--- START OF Records supplied ---

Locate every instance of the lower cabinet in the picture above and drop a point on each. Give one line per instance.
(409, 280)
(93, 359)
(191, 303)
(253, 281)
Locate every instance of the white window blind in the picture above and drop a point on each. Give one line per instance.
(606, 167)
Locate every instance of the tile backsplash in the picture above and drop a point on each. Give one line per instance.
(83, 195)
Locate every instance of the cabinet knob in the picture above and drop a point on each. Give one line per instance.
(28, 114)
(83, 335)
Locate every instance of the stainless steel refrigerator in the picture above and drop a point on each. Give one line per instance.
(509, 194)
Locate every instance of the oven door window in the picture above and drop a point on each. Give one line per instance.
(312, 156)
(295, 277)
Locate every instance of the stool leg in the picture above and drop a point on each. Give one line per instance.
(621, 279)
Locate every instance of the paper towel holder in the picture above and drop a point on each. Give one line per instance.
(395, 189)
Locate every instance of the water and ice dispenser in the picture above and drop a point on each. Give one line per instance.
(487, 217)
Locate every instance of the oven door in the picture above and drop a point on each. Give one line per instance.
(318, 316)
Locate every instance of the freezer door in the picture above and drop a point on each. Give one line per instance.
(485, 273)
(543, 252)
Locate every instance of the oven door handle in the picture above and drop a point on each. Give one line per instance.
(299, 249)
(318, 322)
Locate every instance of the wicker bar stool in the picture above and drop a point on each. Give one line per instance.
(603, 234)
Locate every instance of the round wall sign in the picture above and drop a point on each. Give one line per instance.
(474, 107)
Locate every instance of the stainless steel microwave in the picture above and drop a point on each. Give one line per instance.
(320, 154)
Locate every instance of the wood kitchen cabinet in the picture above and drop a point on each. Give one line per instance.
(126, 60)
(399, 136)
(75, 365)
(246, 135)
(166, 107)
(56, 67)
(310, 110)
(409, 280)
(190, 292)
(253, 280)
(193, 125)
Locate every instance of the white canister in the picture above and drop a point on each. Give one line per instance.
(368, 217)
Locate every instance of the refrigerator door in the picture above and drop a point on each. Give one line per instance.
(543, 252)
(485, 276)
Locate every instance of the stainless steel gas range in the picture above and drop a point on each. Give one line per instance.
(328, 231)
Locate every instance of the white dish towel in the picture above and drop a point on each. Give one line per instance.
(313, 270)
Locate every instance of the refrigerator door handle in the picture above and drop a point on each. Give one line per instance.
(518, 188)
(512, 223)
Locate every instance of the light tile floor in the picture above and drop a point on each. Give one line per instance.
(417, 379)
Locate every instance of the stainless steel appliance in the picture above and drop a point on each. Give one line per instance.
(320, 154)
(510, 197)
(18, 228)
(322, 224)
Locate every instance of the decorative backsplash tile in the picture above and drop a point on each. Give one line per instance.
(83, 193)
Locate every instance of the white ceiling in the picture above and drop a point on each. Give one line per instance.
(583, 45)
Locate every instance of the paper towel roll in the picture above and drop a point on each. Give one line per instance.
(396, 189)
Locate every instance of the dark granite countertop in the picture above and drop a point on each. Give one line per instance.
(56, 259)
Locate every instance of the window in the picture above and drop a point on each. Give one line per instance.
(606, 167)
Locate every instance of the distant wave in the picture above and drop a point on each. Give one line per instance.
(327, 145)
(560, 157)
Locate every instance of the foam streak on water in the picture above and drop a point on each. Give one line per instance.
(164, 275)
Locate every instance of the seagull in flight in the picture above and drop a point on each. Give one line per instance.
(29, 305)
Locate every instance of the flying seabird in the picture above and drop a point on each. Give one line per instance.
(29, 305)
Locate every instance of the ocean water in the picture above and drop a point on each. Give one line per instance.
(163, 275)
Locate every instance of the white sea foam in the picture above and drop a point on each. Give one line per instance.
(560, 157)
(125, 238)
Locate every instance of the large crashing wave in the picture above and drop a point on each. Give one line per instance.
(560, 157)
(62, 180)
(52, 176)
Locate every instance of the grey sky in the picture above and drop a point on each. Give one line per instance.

--- END OF Records supplied ---

The task | Give the records above again, word for word.

Task output |
Locate every instance of the lower cabinet in the picture above and drop a point on each. Give one line per instance.
(409, 280)
(93, 359)
(191, 303)
(253, 281)
Locate every instance of the white window blind in the picture above and drop a point on each. Give one line per instance.
(606, 167)
Locate every instance of the tile backsplash in the picture above and drop a point on each. Give one line per instance.
(83, 195)
Locate every instance of the cabinet knob in the picture above and drop a point on each. Give one line per instance.
(28, 114)
(83, 335)
Locate every instance of the stainless steel refrigerator in the picture above and drop a point on each. Give one line per instance.
(509, 194)
Locate every instance of the oven door window in the picture above and drop a point on each. Give one line per instance.
(312, 156)
(295, 277)
Locate every instance of the stool leg in the picture above and drop a point on each. Give one line per instance.
(621, 279)
Locate every instance of the paper towel holder in the picture above and drop a point on each. Give one line per instance.
(395, 189)
Locate every instance of the water and ice dispenser in the picture above and drop a point on each. Give one line per instance.
(487, 217)
Locate every instance of the oven door in the picture above and drop a point on each. Give one line per instance.
(318, 316)
Locate every instance of the freezer door in the picture above and drop a point on each. Give one line per instance.
(485, 273)
(543, 252)
Locate every instance of the oven door handle in the picture above and drop a point on each. Give one line per instance.
(299, 249)
(318, 322)
Locate every instance of the wicker bar stool in the picture above and drop a point on each. Give one line per instance.
(603, 234)
Locate every instance of the round wall sign in the picture above and drop a point on each. Give one line per instance.
(474, 107)
Locate every instance of the stainless steel microwave in the picture above and drop a point on each. Give one line per instance.
(320, 154)
Locate every instance of the wood kitchen cabinet in the picture above and drop a point on each. Give one line per instance.
(126, 60)
(399, 136)
(75, 365)
(246, 135)
(166, 107)
(56, 67)
(310, 110)
(409, 280)
(190, 292)
(253, 280)
(193, 125)
Locate every instance of the white canister in the picture above and drop a point on each. Give one line per instance.
(368, 217)
Locate every instance of the refrigerator door in the picture above and drop a point on each. Give one line per instance.
(543, 252)
(485, 276)
Locate every instance of the stainless steel gas range in the picture above and drop a point on each. Give one line per instance.
(328, 231)
Locate every instance of the white dish towel in the picture above and drop a point on each. Give one line per instance.
(313, 270)
Locate every instance of the refrigerator door handle in the picture above and drop a point on each. Give one line per instance.
(518, 188)
(512, 223)
Locate every instance of the light tile floor in the picture above and drop a point on each. Give one line per instance.
(417, 379)
Locate every instance of the stainless steel appliance in the picture above and drop a point on each. Give one line per instance.
(320, 154)
(510, 197)
(18, 228)
(322, 224)
Locate every instance of the decorative backsplash tile in the picture above and drop a point on each. Give one line per instance.
(83, 193)
Locate every instance of the white ceiling in the picture above and drop a point on each. Give one line per instance.
(583, 45)
Locate every instance of the paper towel roll in the picture above and drop a point on each. Give one line per instance.
(396, 189)
Locate every instance of the dark granite countertop in the picture above and drop a point on each. Give one line per instance.
(56, 259)
Locate every instance of the window in the picture above and drop a point on each. Give one line per instance.
(606, 167)
Locate every instance of the distant wave in the picture above and drop a point on each. Give one line per instance.
(327, 145)
(560, 157)
Locate every instance of the foam streak on water in the picture above and drop a point on each. Give one line per instance.
(164, 275)
Locate every instance of the seagull in flight in the picture above and drop a point on each. Give one line per instance.
(29, 305)
Locate every instance of the flying seabird in the picture above and drop a point on each. Give one line per instance.
(29, 305)
Locate every instance of the ocean water in the picture above and drop a point on each. Give one line per instance.
(163, 275)
Locate every instance of the white sea foam in the picture above and drop a point on each. Give one line per instance.
(560, 157)
(125, 238)
Locate every instance of the large crashing wave in the picture above and drop a point on each. Give one line per instance.
(560, 157)
(62, 180)
(52, 176)
Locate every instance of the grey sky in the picture above and drop a point on each. Give one line per instance.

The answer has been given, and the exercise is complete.